Look for the line containing "Please return a" in the records below. Then output it and all the lines that follow, exactly and without any others.

Records from a collection
· · · · ·

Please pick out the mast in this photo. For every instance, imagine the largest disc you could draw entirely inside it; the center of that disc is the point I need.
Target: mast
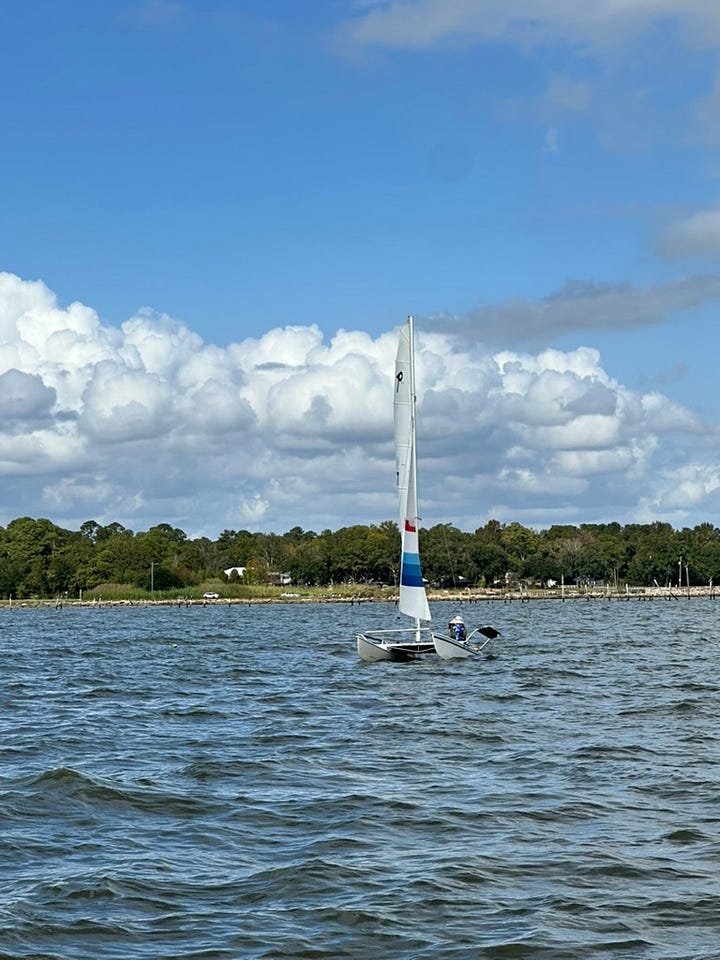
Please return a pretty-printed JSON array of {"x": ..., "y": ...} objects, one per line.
[
  {"x": 413, "y": 433},
  {"x": 413, "y": 598}
]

· · · · ·

• Answer section:
Please return a pretty-printed JSON array of {"x": ..., "y": ...} objects, one per line.
[
  {"x": 413, "y": 433},
  {"x": 413, "y": 598}
]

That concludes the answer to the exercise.